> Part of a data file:
((

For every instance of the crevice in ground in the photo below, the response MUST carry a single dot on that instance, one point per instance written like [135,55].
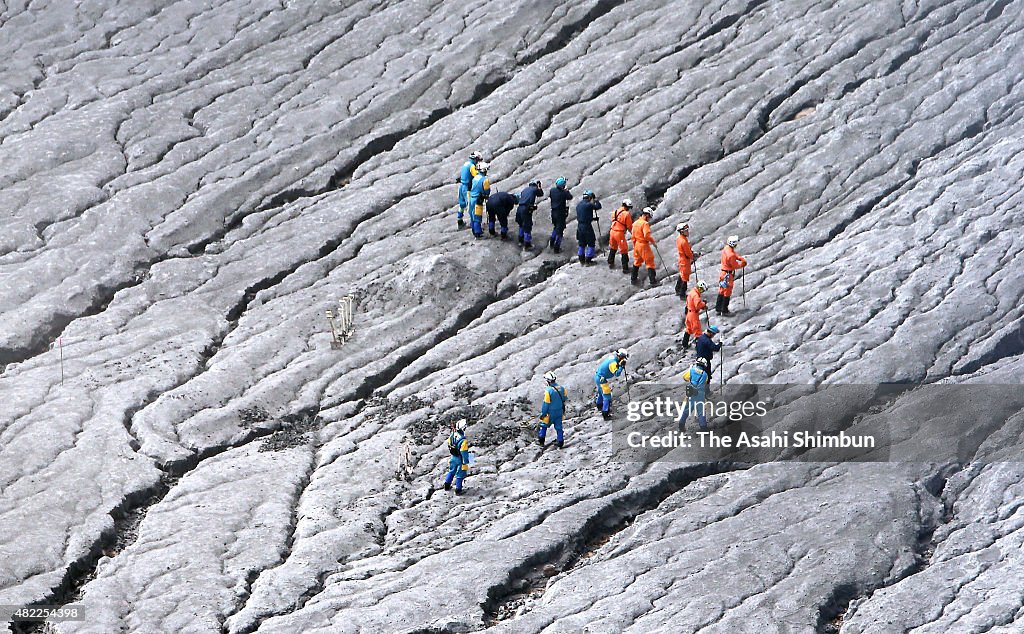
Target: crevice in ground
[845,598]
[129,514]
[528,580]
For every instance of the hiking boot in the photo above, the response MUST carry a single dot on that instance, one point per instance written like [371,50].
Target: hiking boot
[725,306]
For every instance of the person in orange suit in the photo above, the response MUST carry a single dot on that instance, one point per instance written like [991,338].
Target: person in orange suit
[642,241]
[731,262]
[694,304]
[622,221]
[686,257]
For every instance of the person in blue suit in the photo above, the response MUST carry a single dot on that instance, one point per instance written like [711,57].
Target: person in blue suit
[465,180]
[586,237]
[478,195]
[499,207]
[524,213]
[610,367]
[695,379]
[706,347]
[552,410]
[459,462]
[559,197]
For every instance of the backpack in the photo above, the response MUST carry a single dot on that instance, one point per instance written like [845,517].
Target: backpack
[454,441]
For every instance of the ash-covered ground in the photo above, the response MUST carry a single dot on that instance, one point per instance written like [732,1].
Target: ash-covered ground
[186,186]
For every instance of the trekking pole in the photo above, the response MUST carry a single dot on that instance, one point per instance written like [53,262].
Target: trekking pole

))

> Problem:
Quote every line of the data file above word for word, leaving out the pictures.

> Completed exercise:
For every instance of the crevice in ground in the photo below, the response MUST carry a single dot on that instance, one point per instance written like [135,55].
Target: crevice in ground
[845,598]
[129,514]
[528,580]
For every instance of the hiking boot in the photo above, the response MUST carry a single dot on that instance, one point per instance written like [371,50].
Target: hiking boot
[725,306]
For every instance of the person in orange suit in the photo above, the response MUST carry a single dot on that instance, one point per instance written like [991,338].
Target: person in orange suit
[642,241]
[731,262]
[694,304]
[622,221]
[686,257]
For every instance of the person in blue suit in the photo above, the response MUST carry a single dot on that instance, one point per instance written like [711,57].
Target: person in blue suit
[465,180]
[586,237]
[478,195]
[499,207]
[524,213]
[610,367]
[695,379]
[706,347]
[552,410]
[459,462]
[559,197]
For every instance of the backpack in the photo above, the response MUST carry a single dot on that instance, one point per instance written like [845,517].
Target: backpack
[454,441]
For every instance of the ash-covered ground in the photo above, the response MUST carry a single dot on that instance, one point per instance written like [732,1].
Target: ash-covered ground
[186,186]
For every instance of the trekking pole in the photo above, the response MUST carry a single dot on that instance, one point per instance written like [53,262].
Target: trekking pole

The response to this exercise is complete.